(Object pointing dataset rows)
═══

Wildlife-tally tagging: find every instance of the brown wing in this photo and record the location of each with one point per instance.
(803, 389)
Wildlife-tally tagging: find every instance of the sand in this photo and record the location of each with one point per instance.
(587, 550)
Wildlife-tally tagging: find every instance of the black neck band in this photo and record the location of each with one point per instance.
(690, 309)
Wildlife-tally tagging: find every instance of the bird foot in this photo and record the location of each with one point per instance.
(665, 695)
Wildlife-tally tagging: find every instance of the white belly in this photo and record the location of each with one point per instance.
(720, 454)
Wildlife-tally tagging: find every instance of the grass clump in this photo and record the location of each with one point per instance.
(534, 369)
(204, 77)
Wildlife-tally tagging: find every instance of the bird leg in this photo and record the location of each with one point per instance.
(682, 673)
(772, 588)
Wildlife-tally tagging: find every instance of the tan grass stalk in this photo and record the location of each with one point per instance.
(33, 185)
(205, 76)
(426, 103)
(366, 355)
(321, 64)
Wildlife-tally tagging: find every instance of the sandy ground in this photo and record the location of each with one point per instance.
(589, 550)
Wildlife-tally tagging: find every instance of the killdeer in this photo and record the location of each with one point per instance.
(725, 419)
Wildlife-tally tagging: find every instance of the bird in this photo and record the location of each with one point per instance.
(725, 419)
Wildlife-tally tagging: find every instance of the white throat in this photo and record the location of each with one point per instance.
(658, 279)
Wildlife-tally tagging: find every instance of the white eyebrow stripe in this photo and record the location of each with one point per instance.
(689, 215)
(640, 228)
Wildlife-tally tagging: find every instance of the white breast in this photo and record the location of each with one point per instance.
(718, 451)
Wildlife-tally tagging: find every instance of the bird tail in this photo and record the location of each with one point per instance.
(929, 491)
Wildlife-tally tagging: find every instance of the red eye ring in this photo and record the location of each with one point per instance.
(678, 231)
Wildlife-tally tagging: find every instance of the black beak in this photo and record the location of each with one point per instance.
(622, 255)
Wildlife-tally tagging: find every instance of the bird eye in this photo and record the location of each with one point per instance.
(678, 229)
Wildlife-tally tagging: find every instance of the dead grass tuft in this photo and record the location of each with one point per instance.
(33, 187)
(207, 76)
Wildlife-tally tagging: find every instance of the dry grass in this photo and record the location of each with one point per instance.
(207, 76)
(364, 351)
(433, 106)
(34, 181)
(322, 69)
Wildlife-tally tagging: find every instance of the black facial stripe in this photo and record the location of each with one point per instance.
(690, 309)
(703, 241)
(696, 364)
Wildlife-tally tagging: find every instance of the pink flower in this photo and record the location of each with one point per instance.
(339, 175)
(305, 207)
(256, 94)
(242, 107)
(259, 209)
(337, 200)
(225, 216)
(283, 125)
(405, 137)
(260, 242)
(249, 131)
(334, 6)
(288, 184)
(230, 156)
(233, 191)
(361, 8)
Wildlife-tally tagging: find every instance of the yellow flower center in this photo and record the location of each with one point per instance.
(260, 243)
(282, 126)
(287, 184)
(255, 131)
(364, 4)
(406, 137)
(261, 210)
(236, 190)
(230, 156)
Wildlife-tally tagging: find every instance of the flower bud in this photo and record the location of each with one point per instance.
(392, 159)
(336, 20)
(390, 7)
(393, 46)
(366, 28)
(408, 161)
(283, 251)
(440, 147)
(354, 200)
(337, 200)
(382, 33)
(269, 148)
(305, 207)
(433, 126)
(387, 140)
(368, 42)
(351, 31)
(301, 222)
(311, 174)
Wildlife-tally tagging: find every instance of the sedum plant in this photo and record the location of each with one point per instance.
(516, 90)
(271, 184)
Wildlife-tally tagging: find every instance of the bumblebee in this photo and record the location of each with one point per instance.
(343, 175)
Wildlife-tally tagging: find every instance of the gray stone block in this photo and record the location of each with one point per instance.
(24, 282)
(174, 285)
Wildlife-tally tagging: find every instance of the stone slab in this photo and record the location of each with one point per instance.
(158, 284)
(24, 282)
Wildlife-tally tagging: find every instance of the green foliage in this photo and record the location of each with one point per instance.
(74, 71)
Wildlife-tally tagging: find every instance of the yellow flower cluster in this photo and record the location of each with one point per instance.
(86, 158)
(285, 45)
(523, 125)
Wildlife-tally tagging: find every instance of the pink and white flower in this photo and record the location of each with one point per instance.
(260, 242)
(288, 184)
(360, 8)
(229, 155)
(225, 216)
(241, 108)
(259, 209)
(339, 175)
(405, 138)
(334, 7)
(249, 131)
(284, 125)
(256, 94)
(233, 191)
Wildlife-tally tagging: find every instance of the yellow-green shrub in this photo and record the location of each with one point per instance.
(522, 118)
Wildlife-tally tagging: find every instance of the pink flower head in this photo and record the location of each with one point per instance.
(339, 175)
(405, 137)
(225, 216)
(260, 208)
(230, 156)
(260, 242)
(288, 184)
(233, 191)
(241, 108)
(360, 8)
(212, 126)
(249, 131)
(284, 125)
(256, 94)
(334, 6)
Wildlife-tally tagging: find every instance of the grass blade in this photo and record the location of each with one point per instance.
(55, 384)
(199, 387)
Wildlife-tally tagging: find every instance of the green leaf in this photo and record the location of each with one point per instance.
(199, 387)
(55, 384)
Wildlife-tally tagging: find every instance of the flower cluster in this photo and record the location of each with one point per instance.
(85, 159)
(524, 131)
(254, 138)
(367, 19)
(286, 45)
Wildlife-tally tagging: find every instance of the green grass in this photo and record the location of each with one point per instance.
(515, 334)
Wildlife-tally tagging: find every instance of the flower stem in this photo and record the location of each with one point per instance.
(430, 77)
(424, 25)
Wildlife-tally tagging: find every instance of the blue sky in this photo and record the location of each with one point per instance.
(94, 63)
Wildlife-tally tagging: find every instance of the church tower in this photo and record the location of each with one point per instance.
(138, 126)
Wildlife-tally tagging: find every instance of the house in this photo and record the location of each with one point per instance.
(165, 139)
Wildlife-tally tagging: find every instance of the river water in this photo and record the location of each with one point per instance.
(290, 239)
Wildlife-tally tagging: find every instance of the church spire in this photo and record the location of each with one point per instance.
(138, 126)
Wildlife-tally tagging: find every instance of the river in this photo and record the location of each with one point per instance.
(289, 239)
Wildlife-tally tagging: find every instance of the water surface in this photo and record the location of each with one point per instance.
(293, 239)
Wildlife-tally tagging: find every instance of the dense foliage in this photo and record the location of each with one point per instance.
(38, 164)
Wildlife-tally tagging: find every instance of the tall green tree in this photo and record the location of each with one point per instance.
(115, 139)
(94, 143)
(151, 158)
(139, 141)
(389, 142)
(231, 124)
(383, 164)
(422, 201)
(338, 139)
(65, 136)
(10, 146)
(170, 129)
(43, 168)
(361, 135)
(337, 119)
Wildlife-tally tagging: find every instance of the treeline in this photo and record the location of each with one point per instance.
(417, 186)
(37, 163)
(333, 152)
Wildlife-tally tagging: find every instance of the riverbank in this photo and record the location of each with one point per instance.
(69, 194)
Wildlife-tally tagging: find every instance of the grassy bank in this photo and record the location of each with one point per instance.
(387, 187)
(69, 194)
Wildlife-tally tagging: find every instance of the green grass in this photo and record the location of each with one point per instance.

═══

* WHAT IS ASKED
Exactly reproduce all of the entries.

* COMPLETE RESPONSE
Wildlife-tally tagging: find every instance of the brown wing in this photo and record the location of each with one point per instance.
(803, 389)
Wildlife-tally tagging: find every instance of the sand in this photo and record the location of each with one point per instance.
(587, 550)
Wildlife-tally tagging: find every instance of the black neck band in this photo and record the location of each with one point per instance.
(690, 309)
Wildlife-tally tagging: find every instance of the bird foot in this photo and record the location of each with one point per instance.
(665, 695)
Wildlife-tally tagging: find every instance of the white belly in this photo and record the location of each with one point per instance.
(720, 454)
Wildlife-tally tagging: find every instance of the grass clump in this photo and record the location of each with one point per instance.
(534, 369)
(204, 77)
Wildlife-tally tagging: find every instance of the bird leg in this photo and record the location of each with one point per instance.
(682, 673)
(772, 588)
Wildlife-tally tagging: find every instance of the tan grass stalk in this photo and record the location of each with one point per instance.
(33, 185)
(205, 76)
(426, 103)
(366, 355)
(321, 64)
Wildlife-tally tagging: find every instance of the sandy ground in this photo and record the location of each with one point per instance.
(589, 550)
Wildlife-tally tagging: find every instance of the killdeer in this photo and record the location of each with one point per instance.
(725, 419)
Wildlife-tally tagging: find every instance of the bird in this photo and record the location of each with one point per instance.
(725, 419)
Wildlife-tally tagging: find every instance of the white throat in this photo and record the location of each with one point per instance.
(658, 279)
Wildlife-tally tagging: find every instance of the white eyebrow stripe in this photo and record the location of each with one point per instance.
(689, 215)
(640, 228)
Wildlife-tally tagging: find every instance of the white breast in this photo and record the location of each with one point per instance.
(718, 451)
Wildlife-tally tagging: find every instance of the bird tail in this photo and record the location of each with one point per instance.
(929, 491)
Wildlife-tally tagging: find every instance of the red eye ring in this photo and record the location of each with one point per instance.
(678, 231)
Wildlife-tally tagging: find every instance of the black beak in this photo and record the location of each with one point per instance.
(622, 255)
Wildlife-tally tagging: find every instance of the bird eye in this photo and record the location of each with one point per instance.
(678, 229)
Wildlife-tally tagging: find every instance of the dead grass tuft in this photo and record the location of each with one point per instance.
(33, 187)
(207, 76)
Wildlife-tally tagging: find every instance of the dry grass in this photo and record the location of each with one point per instance.
(207, 76)
(364, 351)
(433, 106)
(34, 181)
(322, 69)
Wildlife-tally tagging: find every instance of the black facial stripe in this photo and record the location of each with one point per instance.
(690, 309)
(703, 241)
(696, 364)
Wildlife-tally tagging: find every instance of the pink flower in this photo and record the location of each with one point per instance.
(339, 175)
(305, 207)
(256, 94)
(242, 107)
(259, 209)
(337, 200)
(225, 216)
(283, 125)
(405, 137)
(260, 242)
(249, 131)
(334, 6)
(288, 184)
(230, 156)
(233, 191)
(361, 8)
Wildlife-tally tagging: find every instance of the yellow flower center in this photo and record the location of each with one point per instance.
(260, 243)
(282, 126)
(287, 184)
(255, 131)
(364, 4)
(406, 137)
(261, 210)
(236, 190)
(230, 156)
Wildlife-tally tagging: find every instance of the flower bud in this photo and record the location of each with one point per instance.
(392, 159)
(336, 20)
(390, 7)
(393, 46)
(366, 28)
(408, 161)
(283, 251)
(440, 147)
(354, 200)
(337, 200)
(382, 33)
(269, 148)
(305, 207)
(433, 126)
(387, 140)
(368, 42)
(351, 31)
(301, 222)
(311, 174)
Wildlife-tally tagging: find every instance of the sedum plant in this photo and record the location of each with one point per instance.
(516, 90)
(271, 184)
Wildlife-tally tagging: find every instance of the bumblebee in this photo and record the location of each with one point per instance.
(343, 175)
Wildlife-tally tagging: find every instance of the gray stone block in this photo and record the location of each with one point per instance.
(24, 282)
(174, 285)
Wildlife-tally tagging: find every instance of the stone slab in this photo and record the location of each with one point per instance.
(158, 284)
(24, 282)
Wildlife-tally tagging: find every instance of the green foliage in this photo and record the location of each with one point per instance.
(74, 71)
Wildlife-tally tagging: find every instance of the yellow flower cluster in this photo and record the location of each with one point per instance.
(86, 158)
(285, 45)
(523, 125)
Wildlife-tally tagging: find every instance of the pink and white flower in this photo and record the location of each with one point per instance.
(260, 242)
(288, 184)
(360, 8)
(229, 155)
(225, 216)
(241, 108)
(259, 209)
(339, 175)
(405, 138)
(334, 7)
(249, 131)
(284, 125)
(256, 94)
(233, 191)
Wildlife-tally tagging: find every instance of the yellow-green shrub in this photo and record the location of each with one point per instance.
(522, 118)
Wildlife-tally tagging: find every instance of the pink flower head in this photo and record the location of each with one point per instance.
(339, 175)
(405, 137)
(225, 216)
(260, 208)
(230, 156)
(260, 242)
(288, 184)
(233, 191)
(241, 108)
(360, 8)
(212, 126)
(249, 131)
(284, 125)
(256, 94)
(334, 6)
Wildlife-tally tagging: find every instance of the grass blade in this photo and record the location of each with one point per instance.
(55, 384)
(199, 387)
Wildlife-tally tagging: find every instance of the green leaf in this photo and record the location of each with one point per instance.
(199, 387)
(55, 384)
Wildlife-tally tagging: find every instance of the flower cluster in this photo and record the location of each with one point per instance.
(85, 159)
(524, 131)
(254, 138)
(367, 19)
(286, 45)
Wildlife-tally tagging: find every instance of the green grass in this photo and record the location of each with one point per instance.
(515, 334)
Wildlife-tally tagging: find every instance of the flower stem in this photo and record the location of each with one point per instance.
(430, 77)
(424, 25)
Wildlife-tally tagging: find every instance of the blue sky in this photo and record the location of each with one point per instance.
(94, 63)
Wildlife-tally tagging: find every instance of the church tower in this photo and record the location of each with one point per instance.
(138, 126)
Wildlife-tally tagging: find every instance of the house in this photo and record the location of each with one point per instance.
(165, 139)
Wildlife-tally tagging: find every instance of the river water in this photo and record the location of each with one point per instance.
(290, 239)
Wildlife-tally tagging: find every instance of the church spire in this photo and record the location of each with one point per instance.
(138, 126)
Wildlife-tally tagging: find every instance of the river in this photo and record the location of each with one point per instance.
(289, 239)
Wildlife-tally tagging: find every instance of the water surface in this photo and record the location of each with one point per instance.
(293, 239)
Wildlife-tally tagging: find every instance of the dense foliage in this photo and record the location of each with one point per instance.
(38, 164)
Wildlife-tally tagging: find every instance of the tall green tree in this photo and record the location of each with one point per instance.
(115, 139)
(94, 143)
(151, 158)
(139, 141)
(389, 142)
(231, 124)
(383, 164)
(422, 201)
(338, 139)
(65, 136)
(10, 146)
(170, 129)
(43, 168)
(361, 135)
(337, 119)
Wildlife-tally tagging: find every instance of the treeline in this photo and record the location of each with one point per instance.
(417, 186)
(37, 163)
(333, 152)
Wildlife-tally tagging: find every instance of the riverbank in this photo and record the location of each with one point per instance.
(69, 194)
Wildlife-tally tagging: find every instance of the grassy bank in this photo and record the location of each with one point per instance.
(387, 187)
(69, 194)
Wildlife-tally tagging: find every instance of the green grass in this photo and record the location of each with one point per instance.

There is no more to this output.